Top of Data for this exercise

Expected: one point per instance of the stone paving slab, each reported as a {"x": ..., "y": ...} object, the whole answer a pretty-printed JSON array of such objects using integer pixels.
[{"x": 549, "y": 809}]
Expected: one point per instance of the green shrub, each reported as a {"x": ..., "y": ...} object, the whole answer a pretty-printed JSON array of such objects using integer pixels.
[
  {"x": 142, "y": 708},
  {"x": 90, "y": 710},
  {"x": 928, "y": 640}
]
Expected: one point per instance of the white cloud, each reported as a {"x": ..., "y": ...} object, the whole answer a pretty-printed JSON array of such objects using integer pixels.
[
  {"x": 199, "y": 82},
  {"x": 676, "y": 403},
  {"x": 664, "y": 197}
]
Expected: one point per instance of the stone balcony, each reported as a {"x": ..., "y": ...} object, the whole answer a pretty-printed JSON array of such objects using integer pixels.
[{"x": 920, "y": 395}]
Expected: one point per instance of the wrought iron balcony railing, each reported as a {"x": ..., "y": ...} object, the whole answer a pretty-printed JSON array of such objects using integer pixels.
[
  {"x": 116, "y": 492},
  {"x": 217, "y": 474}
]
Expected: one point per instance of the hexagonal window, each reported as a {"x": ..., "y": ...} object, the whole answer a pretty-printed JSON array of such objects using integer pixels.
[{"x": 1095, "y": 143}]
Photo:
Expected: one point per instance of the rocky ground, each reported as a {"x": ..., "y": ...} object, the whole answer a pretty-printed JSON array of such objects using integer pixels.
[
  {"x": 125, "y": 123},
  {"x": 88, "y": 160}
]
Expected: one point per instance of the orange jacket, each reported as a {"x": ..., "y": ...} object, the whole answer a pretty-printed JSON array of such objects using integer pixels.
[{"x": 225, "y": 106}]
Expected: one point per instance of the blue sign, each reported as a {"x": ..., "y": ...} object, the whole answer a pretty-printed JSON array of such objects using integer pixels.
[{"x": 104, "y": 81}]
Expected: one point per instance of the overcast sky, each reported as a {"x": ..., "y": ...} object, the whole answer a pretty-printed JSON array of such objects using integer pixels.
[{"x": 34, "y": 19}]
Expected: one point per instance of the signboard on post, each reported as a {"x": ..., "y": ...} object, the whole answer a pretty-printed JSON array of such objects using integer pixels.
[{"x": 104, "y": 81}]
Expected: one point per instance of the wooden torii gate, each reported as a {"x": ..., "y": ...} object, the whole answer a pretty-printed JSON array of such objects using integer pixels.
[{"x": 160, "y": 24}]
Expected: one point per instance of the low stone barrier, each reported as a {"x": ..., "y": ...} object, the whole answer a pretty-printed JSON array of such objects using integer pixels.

Bottom of Data for this exercise

- What the task asks: Every entry needs to be retyped exactly.

- Output below:
Expected: one point per instance of the stone paving slab, each reported as a {"x": ..., "y": ...} object, the whole answer a pretty-printed JSON array of such objects using integer pixels.
[{"x": 549, "y": 809}]
Expected: one point per instance of the green shrub, each reported as a {"x": ..., "y": ...} object, the whole answer a pretty-printed JSON array of such objects using integer pixels.
[
  {"x": 142, "y": 708},
  {"x": 90, "y": 710},
  {"x": 928, "y": 640}
]
Expected: one point per instance of the white cloud, each reported as a {"x": ..., "y": ...} object, the whole answer a pretty-printed JSON array of such objects using integer pixels.
[
  {"x": 199, "y": 82},
  {"x": 676, "y": 403},
  {"x": 664, "y": 197}
]
Expected: one point per instance of the stone balcony, each reported as a {"x": ..., "y": ...} object, the whole answer a pretty-printed JSON array of such objects using integer pixels.
[{"x": 920, "y": 395}]
Expected: one point per instance of the wrought iron balcony railing, each reported as a {"x": ..., "y": ...} object, the whole answer a pretty-printed JSON array of such objects using integer pixels.
[
  {"x": 116, "y": 492},
  {"x": 217, "y": 474}
]
Expected: one point per instance of the hexagonal window, each reported as a {"x": ..., "y": ...} object, the whole answer a pretty-printed JSON array of such objects using integer pixels.
[{"x": 1095, "y": 143}]
Photo:
Expected: one point per instance of the rocky ground, each reported as a {"x": ..., "y": ...} object, the whole answer a pretty-printed JSON array of such objects using integer pixels.
[
  {"x": 125, "y": 123},
  {"x": 88, "y": 160}
]
Expected: one point per instance of the orange jacket, each reported as a {"x": ..., "y": ...} object, the whole answer a pretty-printed JSON array of such objects using integer pixels.
[{"x": 225, "y": 106}]
Expected: one point per instance of the blue sign, each reported as a {"x": ..., "y": ...} object, the whole answer a pretty-printed JSON array of such objects using integer pixels.
[{"x": 104, "y": 81}]
Expected: one point per instance of the overcast sky, each reported as a {"x": ..., "y": ...} object, the whole answer a pretty-printed JSON array of such objects using integer pixels.
[{"x": 34, "y": 19}]
Expected: one point per instance of the signboard on post, each reported as a {"x": ..., "y": ...} object, the whole answer a pretty-printed JSON array of such objects using integer pixels.
[{"x": 104, "y": 81}]
Expected: one point per instance of the wooden torii gate, each reported as a {"x": ..., "y": ...} object, the whole answer a pretty-printed JSON array of such objects using integer pixels.
[{"x": 160, "y": 24}]
Expected: one point per instance of the low stone barrier, each reported as a {"x": ..., "y": ...} object, the whole answer a pretty-printed JSON array of such objects using integer pixels.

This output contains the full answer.